> _What the exercise asks_: Copy every line below. Do not alter any of them.

── Entries shown

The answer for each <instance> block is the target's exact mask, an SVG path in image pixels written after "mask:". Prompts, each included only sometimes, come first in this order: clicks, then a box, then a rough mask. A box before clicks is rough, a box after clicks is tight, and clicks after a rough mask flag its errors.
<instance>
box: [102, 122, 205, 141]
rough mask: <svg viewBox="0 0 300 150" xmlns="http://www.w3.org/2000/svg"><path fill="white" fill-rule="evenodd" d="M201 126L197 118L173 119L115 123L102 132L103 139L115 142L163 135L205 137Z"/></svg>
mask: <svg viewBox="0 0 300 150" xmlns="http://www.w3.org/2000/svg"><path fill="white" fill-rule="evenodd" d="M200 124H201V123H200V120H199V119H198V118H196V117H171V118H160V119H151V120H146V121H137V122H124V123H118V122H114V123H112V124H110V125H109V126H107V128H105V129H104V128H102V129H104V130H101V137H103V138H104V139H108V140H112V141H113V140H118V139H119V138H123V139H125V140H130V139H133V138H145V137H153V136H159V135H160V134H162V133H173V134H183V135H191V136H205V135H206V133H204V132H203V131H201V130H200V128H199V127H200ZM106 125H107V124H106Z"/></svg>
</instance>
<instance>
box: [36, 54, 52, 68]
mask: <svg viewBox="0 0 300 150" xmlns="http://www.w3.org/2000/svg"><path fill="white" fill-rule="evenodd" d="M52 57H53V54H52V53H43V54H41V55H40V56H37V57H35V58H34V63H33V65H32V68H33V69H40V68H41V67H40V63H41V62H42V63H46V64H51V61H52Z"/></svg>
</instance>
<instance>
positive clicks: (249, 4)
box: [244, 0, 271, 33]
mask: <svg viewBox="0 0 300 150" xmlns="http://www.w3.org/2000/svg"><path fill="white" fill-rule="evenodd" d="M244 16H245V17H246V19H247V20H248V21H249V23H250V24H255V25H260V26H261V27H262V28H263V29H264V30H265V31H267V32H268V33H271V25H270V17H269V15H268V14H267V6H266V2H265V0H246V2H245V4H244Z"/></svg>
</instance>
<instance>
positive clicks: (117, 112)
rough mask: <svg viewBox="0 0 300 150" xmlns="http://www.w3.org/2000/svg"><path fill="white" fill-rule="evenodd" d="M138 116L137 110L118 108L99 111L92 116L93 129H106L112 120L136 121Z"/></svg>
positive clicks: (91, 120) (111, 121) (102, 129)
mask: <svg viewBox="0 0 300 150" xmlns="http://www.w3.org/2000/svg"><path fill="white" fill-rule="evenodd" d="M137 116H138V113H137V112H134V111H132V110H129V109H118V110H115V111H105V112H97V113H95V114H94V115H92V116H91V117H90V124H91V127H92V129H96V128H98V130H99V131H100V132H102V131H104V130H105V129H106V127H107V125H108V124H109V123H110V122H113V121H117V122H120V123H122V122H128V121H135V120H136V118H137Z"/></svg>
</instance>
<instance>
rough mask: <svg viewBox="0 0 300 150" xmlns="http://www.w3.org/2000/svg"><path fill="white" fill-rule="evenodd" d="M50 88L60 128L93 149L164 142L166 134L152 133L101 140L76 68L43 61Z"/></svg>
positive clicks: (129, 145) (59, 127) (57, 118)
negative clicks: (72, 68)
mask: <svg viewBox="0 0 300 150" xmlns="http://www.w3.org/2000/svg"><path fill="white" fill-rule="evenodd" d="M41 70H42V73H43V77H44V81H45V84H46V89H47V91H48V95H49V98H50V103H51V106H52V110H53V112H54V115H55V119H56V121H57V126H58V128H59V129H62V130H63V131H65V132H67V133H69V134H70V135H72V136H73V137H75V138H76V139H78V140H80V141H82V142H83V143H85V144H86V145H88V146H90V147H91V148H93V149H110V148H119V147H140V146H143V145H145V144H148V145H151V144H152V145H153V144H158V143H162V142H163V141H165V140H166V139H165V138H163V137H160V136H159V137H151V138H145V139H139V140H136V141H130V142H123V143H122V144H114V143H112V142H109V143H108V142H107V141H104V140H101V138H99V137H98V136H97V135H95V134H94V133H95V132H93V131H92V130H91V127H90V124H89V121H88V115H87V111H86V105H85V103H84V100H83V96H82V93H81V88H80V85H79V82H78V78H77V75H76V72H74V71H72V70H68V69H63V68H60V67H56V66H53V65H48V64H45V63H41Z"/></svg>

────

> _Solution_:
The answer for each <instance> block is the target's exact mask, an SVG path in image pixels written after "mask:". Prompts, each included only sometimes, come first in this order: clicks, then a box, then a rough mask. A box before clicks is rough, a box after clicks is tight, and clicks after a rough mask flag its errors.
<instance>
box: [102, 122, 205, 141]
rough mask: <svg viewBox="0 0 300 150" xmlns="http://www.w3.org/2000/svg"><path fill="white" fill-rule="evenodd" d="M201 126L197 118L173 119L115 123L102 132L103 139L115 142L163 135L205 137Z"/></svg>
mask: <svg viewBox="0 0 300 150" xmlns="http://www.w3.org/2000/svg"><path fill="white" fill-rule="evenodd" d="M200 124H201V123H200V120H199V119H198V118H196V117H171V118H160V119H151V120H146V121H137V122H124V123H118V122H114V123H112V124H110V125H109V126H107V128H105V129H104V128H102V129H104V130H101V137H103V138H104V139H108V140H112V141H113V140H118V139H119V138H123V139H125V140H130V139H133V138H145V137H153V136H159V135H160V134H162V133H173V134H183V135H191V136H205V135H206V133H204V132H203V131H201V130H200V128H199V127H200ZM106 125H107V124H106Z"/></svg>
</instance>
<instance>
box: [36, 54, 52, 68]
mask: <svg viewBox="0 0 300 150" xmlns="http://www.w3.org/2000/svg"><path fill="white" fill-rule="evenodd" d="M52 57H53V54H52V53H43V54H41V55H40V56H37V57H35V58H34V63H33V65H32V68H33V69H40V68H41V67H40V63H41V62H42V63H46V64H51V61H52Z"/></svg>
</instance>
<instance>
positive clicks: (249, 4)
box: [244, 0, 271, 33]
mask: <svg viewBox="0 0 300 150" xmlns="http://www.w3.org/2000/svg"><path fill="white" fill-rule="evenodd" d="M244 16H245V17H246V19H247V20H248V21H249V23H250V24H255V25H260V26H261V27H262V28H263V29H264V30H265V31H267V32H268V33H271V25H270V17H269V15H268V14H267V6H266V2H265V0H246V2H245V4H244Z"/></svg>
</instance>
<instance>
positive clicks: (117, 112)
rough mask: <svg viewBox="0 0 300 150" xmlns="http://www.w3.org/2000/svg"><path fill="white" fill-rule="evenodd" d="M138 116L137 110L118 108L99 111L92 116L93 129H106L112 120L136 121Z"/></svg>
positive clicks: (91, 120) (111, 121) (102, 129)
mask: <svg viewBox="0 0 300 150" xmlns="http://www.w3.org/2000/svg"><path fill="white" fill-rule="evenodd" d="M137 116H138V113H137V112H134V111H132V110H129V109H118V110H115V111H105V112H97V113H95V114H94V115H92V116H91V117H90V124H91V127H92V129H96V128H98V130H99V131H100V132H102V131H104V130H105V129H106V127H107V125H108V124H109V123H110V122H113V121H117V122H120V123H122V122H128V121H135V120H136V118H137Z"/></svg>
</instance>
<instance>
rough mask: <svg viewBox="0 0 300 150" xmlns="http://www.w3.org/2000/svg"><path fill="white" fill-rule="evenodd" d="M50 88L60 128L93 149L164 142L166 134L152 133L101 140L76 68L43 61Z"/></svg>
positive clicks: (129, 145) (59, 127) (57, 118)
negative clicks: (72, 68)
mask: <svg viewBox="0 0 300 150" xmlns="http://www.w3.org/2000/svg"><path fill="white" fill-rule="evenodd" d="M41 70H42V73H43V77H44V81H45V84H46V89H47V91H48V95H49V98H50V103H51V106H52V110H53V112H54V115H55V119H56V121H57V126H58V128H59V129H62V130H63V131H65V132H67V133H69V134H70V135H72V136H73V137H75V138H76V139H78V140H80V141H82V142H83V143H85V144H86V145H88V146H90V147H91V148H93V149H110V148H119V147H140V146H143V145H145V144H148V145H151V144H152V145H153V144H158V143H162V142H163V141H165V140H166V139H165V138H163V137H160V136H159V137H151V138H145V139H139V140H136V141H130V142H123V143H122V144H114V143H112V142H109V143H108V142H107V141H104V140H101V138H99V137H98V136H97V135H95V134H94V133H95V132H93V131H92V130H91V127H90V124H89V121H88V115H87V111H86V105H85V103H84V100H83V96H82V93H81V88H80V85H79V82H78V78H77V75H76V72H74V71H72V70H68V69H63V68H60V67H56V66H53V65H48V64H45V63H41Z"/></svg>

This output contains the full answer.